• _Written request_
Duplicate the rows below word for word, from the start of the rows through the line containing "column 361, row 157", and leave the pictures out.

----------------------------------------

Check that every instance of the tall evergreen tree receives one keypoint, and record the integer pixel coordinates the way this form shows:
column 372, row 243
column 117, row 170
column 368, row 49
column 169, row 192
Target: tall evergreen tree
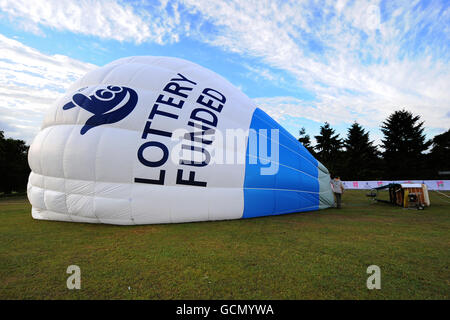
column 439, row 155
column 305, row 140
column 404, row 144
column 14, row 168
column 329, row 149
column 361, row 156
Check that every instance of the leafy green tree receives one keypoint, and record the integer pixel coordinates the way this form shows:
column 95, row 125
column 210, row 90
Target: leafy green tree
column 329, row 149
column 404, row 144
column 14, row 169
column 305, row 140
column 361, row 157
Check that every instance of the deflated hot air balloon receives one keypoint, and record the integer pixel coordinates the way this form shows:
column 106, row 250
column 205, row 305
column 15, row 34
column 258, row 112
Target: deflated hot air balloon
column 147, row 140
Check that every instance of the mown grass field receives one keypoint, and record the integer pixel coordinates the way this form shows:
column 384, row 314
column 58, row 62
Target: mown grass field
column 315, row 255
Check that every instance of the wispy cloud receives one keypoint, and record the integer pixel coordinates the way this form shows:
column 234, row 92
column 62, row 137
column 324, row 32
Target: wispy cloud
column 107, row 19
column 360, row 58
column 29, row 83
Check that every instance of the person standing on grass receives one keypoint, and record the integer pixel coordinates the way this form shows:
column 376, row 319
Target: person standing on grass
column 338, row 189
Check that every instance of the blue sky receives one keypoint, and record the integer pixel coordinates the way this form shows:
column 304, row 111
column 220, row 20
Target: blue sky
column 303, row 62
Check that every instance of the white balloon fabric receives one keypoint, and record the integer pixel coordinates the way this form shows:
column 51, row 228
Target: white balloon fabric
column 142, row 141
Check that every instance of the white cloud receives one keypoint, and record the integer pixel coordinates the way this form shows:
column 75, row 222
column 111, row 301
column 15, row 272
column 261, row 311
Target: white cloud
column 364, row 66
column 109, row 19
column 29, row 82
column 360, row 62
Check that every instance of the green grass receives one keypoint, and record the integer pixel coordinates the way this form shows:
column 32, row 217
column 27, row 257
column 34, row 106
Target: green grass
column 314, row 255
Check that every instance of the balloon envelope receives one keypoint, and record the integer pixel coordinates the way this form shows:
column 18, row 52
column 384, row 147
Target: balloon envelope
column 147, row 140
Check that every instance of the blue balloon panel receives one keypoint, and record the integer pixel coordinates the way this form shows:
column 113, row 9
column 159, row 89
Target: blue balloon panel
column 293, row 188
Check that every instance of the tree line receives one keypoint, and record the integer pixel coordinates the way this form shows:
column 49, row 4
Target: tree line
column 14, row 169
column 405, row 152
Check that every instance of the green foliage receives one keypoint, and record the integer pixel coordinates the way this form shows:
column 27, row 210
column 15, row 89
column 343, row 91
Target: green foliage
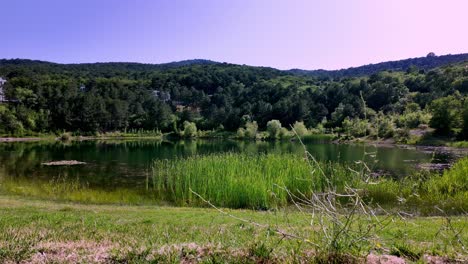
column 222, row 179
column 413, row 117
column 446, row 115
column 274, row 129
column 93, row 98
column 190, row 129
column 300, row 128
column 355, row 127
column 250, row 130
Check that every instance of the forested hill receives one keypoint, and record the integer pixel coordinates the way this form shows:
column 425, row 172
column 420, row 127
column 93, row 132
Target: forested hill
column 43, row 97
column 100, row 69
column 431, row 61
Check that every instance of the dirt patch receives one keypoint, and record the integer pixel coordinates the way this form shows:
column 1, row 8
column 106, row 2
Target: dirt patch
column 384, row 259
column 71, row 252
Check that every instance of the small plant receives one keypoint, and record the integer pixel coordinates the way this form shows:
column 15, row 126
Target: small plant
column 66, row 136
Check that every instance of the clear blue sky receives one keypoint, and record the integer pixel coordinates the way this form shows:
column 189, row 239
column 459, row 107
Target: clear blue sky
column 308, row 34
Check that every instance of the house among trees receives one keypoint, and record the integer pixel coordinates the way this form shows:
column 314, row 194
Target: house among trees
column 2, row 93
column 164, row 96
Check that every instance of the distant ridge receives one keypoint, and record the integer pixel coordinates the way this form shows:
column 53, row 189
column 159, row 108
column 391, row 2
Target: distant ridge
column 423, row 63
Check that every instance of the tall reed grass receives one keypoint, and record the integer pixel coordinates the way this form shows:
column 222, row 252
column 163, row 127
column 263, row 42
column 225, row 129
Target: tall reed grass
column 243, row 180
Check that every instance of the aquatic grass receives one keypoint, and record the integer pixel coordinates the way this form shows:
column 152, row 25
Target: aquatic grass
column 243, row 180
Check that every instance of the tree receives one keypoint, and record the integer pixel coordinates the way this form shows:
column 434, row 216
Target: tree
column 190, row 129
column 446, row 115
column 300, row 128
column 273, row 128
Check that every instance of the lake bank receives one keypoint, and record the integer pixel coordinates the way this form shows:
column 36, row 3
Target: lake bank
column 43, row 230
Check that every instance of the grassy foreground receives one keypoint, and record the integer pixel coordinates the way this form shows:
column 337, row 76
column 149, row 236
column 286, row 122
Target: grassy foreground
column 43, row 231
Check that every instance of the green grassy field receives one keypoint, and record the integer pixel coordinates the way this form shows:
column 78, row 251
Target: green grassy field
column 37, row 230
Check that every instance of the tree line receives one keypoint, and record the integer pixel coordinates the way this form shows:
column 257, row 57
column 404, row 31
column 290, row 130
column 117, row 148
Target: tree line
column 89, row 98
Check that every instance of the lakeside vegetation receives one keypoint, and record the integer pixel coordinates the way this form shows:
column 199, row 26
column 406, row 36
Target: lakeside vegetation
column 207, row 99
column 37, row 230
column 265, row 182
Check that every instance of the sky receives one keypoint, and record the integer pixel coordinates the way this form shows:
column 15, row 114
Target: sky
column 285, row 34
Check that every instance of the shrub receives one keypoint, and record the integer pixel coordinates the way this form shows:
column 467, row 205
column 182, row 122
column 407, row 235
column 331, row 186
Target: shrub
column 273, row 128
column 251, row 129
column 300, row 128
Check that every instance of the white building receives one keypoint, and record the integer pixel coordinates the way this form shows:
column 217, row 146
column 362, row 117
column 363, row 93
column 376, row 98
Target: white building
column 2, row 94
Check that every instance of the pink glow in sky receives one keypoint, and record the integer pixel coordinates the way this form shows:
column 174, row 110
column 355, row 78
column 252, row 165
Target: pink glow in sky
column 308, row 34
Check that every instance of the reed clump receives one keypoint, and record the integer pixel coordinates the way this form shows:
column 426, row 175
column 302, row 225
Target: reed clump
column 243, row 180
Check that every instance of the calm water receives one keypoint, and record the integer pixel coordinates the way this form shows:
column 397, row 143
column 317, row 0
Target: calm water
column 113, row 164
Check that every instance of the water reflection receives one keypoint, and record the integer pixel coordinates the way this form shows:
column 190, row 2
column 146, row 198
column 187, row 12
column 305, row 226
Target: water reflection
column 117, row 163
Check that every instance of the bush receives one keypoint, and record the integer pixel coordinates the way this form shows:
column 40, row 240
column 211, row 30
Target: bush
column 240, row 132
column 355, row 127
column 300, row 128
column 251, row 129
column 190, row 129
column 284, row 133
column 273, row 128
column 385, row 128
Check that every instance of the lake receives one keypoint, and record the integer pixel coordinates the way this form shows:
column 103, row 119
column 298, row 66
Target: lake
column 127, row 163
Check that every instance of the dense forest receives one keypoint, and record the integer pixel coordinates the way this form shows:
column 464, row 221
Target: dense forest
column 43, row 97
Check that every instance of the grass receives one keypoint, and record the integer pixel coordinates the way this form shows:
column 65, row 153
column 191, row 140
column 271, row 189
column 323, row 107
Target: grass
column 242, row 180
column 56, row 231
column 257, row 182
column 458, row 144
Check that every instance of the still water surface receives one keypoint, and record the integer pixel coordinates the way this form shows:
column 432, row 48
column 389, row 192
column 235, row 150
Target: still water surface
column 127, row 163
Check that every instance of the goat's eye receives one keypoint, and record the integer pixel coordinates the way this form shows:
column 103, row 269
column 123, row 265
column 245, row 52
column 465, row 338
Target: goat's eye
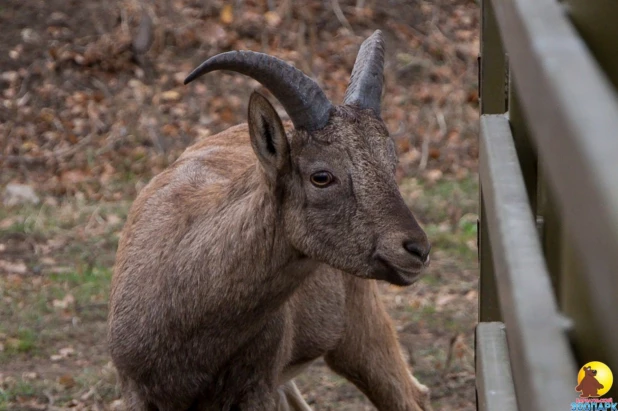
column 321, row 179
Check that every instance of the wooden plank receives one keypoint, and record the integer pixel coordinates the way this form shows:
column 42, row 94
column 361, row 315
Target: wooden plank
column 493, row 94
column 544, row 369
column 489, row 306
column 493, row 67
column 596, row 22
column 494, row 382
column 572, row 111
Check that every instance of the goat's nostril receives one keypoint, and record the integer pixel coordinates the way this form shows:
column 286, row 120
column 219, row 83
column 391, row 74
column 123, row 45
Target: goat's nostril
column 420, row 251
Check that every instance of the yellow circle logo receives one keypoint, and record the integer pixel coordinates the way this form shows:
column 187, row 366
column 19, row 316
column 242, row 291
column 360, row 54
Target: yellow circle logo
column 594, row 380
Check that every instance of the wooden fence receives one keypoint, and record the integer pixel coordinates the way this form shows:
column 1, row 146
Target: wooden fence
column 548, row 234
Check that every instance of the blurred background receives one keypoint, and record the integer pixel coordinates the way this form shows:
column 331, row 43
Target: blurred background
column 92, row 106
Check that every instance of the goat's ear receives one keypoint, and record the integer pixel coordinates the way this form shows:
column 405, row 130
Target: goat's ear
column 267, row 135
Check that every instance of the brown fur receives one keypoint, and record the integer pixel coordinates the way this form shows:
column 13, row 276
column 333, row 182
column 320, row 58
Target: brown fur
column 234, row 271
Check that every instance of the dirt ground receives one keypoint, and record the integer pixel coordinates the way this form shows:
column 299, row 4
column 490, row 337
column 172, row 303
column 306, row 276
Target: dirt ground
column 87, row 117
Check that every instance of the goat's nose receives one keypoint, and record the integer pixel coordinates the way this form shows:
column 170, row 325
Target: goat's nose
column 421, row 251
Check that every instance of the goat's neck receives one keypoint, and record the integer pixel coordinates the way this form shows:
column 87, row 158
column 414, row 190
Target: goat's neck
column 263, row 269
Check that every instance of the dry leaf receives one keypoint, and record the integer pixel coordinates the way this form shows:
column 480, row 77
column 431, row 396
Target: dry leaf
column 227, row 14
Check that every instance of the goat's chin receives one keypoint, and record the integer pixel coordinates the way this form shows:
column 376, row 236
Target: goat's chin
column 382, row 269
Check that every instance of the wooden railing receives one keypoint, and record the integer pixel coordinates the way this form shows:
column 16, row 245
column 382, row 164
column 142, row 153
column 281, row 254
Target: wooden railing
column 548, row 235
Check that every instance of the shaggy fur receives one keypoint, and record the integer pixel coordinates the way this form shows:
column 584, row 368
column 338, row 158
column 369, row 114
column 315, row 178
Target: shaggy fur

----------------------------------------

• _Task output_
Check that every instance of the tall evergreen tree receives one keypoint, and record the integer pixel coordinates the way this form shows:
column 372, row 243
column 117, row 170
column 368, row 49
column 169, row 192
Target: tall evergreen tree
column 439, row 155
column 305, row 140
column 404, row 144
column 14, row 168
column 329, row 149
column 361, row 156
Check that every instance of the leafy green tree receives one keypoint, and record the integer pixel coordinates the way this form shows:
column 95, row 125
column 210, row 90
Target: leafy green tree
column 329, row 149
column 404, row 144
column 14, row 169
column 305, row 140
column 361, row 157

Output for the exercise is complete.